> [Texte]:

⟨

Sartre : La nausée.



Donc j'étais tout à l'heure au Jardin public. La racine du marronnier s'enfonçait dans la terre, juste au-dessous de mon banc. Je ne me rappelais plus que c'était une racine. Les mots s'étaient évanouis et, avec eux, la signification des choses, leurs modes d'emploi, les faibles repères que les hommes ont tracés à leur surface. J'étais assis, un peu voûté, la tête basse, seul en face de cette masse noire et noueuse entièrement brute et qui me faisait peur. Et puis j'ai eu cette illumination.
Ça m'a coupé le souffle. Jamais, avant ces derniers jours, je n'avais pressenti ce que voulait dire « exister »

Paru en 1938, « La nausée » reste un classique à (re-)découvrir. Il questionne notre relation au monde et la notion de liberté face à notre destin.

Loin du schéma habituel d’un roman, Sartre nous propose de suivre le journal des impressions quotidiennes d’un anti-héros, Antoine Roquentin, historien de son état. Celui-ci réside temporairement dans une obscure ville de province, le temps de rédiger la biographie du Marquis de Rollebon. Roquentin voit son environnement immédiat se modifier. Sont-ce les composantes de la réalité qui évoluent de façon tout à fait indépendante ou est-ce la perception qu’il a des choses qui se modifie?

En général, nous avons une perception fonctionnelle et émotionnelle de ce qui nous entoure. L’intérêt de « La nausée » réside dans la confrontation de la vue que nous avons du monde et de celle du personnage. Roquentin prend conscience de l’existence indépendante et de la vacuité de ce qui l’entoure : objets, personnages et composantes de ceux-ci. Cela le ramène à la vacuité de sa propre existence et à la vanité de son projet d’écriture.

⟩

> [Travail demandé]: Rédigez la suite du texte consacré à « La nausée » de Sartre, en reprenant immédiatement après sa dernière phrase.

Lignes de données
⟨

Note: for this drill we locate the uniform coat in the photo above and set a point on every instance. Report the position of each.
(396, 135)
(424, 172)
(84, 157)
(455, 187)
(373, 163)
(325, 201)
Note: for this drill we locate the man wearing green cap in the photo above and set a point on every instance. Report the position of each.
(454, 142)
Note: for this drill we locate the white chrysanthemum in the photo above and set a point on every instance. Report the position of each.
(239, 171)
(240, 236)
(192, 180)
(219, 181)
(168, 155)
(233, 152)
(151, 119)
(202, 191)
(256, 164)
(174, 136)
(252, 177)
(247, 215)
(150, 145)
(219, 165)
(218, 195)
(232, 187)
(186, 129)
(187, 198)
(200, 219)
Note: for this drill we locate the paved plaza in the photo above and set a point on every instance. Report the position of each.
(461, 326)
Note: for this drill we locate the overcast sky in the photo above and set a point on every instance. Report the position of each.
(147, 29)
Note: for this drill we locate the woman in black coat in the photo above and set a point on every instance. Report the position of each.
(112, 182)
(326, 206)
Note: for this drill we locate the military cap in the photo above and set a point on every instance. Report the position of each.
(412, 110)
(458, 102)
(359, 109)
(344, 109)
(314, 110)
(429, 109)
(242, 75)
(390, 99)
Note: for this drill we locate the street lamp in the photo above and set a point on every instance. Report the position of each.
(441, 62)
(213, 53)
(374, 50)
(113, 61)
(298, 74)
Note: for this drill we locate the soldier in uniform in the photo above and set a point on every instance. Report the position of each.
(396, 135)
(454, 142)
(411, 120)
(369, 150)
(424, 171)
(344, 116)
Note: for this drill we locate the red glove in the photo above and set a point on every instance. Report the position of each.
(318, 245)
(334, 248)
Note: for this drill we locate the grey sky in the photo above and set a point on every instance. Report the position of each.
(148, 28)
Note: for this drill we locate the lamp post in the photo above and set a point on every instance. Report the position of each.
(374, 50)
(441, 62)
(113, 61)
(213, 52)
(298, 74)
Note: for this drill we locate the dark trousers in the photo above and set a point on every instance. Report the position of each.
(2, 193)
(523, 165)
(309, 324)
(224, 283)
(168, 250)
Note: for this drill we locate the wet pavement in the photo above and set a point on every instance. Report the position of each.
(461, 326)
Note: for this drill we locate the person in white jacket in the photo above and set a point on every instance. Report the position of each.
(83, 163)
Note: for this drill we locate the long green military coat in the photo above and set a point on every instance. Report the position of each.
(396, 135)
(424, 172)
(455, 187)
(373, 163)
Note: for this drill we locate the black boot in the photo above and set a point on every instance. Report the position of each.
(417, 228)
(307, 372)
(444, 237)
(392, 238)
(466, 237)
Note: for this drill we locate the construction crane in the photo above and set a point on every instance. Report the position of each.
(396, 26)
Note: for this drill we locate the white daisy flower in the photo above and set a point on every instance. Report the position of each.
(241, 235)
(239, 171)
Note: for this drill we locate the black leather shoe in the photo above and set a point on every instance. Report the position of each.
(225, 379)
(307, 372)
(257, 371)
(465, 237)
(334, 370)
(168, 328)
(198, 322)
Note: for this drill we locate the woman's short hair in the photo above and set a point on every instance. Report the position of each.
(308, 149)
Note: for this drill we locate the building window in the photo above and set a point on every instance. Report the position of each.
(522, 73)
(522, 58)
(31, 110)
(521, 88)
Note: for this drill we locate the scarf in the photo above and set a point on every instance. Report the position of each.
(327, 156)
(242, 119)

⟩

> [Réponse à l'exercice]:
Il s’agit ici du premier roman de Sartre. Il constitue une première approche du concept d’existentialisme. Concept qu’il affinera par la suite au travers de différents ouvrages, textes philosophiques, romans ou pièces de théâtre. L’existentialisme reste considéré par ses détracteurs comme une vision du monde négative et désespérée. Hors, et on le vérifiera à la fin dans « La nausée », il conduit par définition à la liberté et à l’optimisme. L’homme n’est pas victime de son destin mais est son destin lui-même. Il est intéressant de noter que le passage du désespoir de la vacuité des choses à une optimiste prise de conscience de sa propre liberté, se produit dans les dernières pages du roman. A propos d’un nouveau projet d’écriture, Antoine Roquentin nous dit alors: « Mais il viendrait bien un moment où le livre serait écrit, serait derrière moi et je pense qu’un peu de sa clarté tomberait sur mon passé ».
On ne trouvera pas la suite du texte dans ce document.